# Task instructions:
Nothing but the lines from the one containing "Annotation guideline: for every instance of the small" to the end of the data should be returned, each exactly as written.

# Collected data:
====================
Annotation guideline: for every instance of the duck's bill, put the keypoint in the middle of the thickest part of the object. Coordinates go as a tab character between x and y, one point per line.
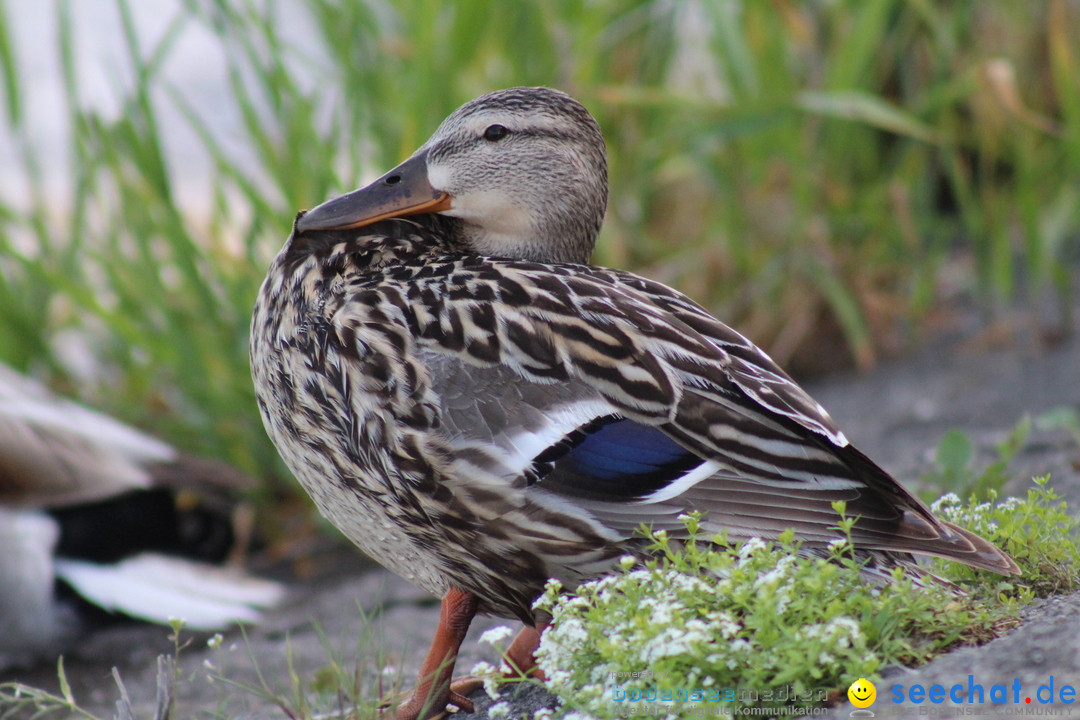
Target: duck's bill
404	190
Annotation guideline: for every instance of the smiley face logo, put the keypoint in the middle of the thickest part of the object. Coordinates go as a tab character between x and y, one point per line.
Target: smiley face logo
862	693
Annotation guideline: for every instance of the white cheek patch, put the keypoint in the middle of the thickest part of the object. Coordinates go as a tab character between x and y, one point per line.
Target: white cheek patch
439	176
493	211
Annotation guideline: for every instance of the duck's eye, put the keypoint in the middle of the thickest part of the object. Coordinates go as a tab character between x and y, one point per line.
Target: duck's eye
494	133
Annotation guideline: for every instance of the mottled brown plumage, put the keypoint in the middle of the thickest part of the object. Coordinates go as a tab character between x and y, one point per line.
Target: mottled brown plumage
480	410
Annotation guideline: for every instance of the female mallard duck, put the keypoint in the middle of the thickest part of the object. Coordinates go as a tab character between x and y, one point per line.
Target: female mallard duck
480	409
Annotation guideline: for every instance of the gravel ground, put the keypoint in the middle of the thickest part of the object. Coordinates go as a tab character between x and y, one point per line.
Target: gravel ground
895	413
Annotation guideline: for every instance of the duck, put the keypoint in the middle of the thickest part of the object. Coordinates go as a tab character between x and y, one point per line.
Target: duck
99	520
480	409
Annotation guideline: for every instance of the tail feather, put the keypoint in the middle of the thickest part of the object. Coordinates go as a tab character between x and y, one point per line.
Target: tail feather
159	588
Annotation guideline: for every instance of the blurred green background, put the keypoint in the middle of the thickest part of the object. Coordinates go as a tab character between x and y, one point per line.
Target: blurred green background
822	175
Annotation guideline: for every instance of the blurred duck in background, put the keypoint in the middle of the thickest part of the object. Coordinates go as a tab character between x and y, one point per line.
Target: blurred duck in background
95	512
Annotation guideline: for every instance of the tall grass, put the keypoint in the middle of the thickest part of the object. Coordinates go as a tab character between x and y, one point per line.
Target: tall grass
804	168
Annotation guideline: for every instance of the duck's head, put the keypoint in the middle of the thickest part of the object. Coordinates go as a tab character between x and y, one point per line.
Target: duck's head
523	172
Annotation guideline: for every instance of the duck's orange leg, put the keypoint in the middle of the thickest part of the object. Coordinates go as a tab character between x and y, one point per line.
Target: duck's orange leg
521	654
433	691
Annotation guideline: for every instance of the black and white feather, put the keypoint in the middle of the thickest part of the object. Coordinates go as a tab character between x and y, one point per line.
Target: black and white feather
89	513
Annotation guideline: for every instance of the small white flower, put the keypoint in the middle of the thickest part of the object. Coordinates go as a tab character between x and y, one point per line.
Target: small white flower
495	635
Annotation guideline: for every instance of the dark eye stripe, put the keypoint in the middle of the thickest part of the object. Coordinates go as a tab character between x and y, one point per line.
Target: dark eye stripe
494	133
====================
# Expected output:
Annotation guideline: for every instance of the small white flower, put the keypoint in the middle of the thickest part of the object. Coordinates go as a tab character between x and y, one point per line.
Target: small white flower
495	635
Annotation guideline: for every instance of the dark eye stripe, put the keypoint in the middle of the thickest part of the object. Coordinates go as a tab character between x and y, one point per line.
Target: dark eye stripe
494	133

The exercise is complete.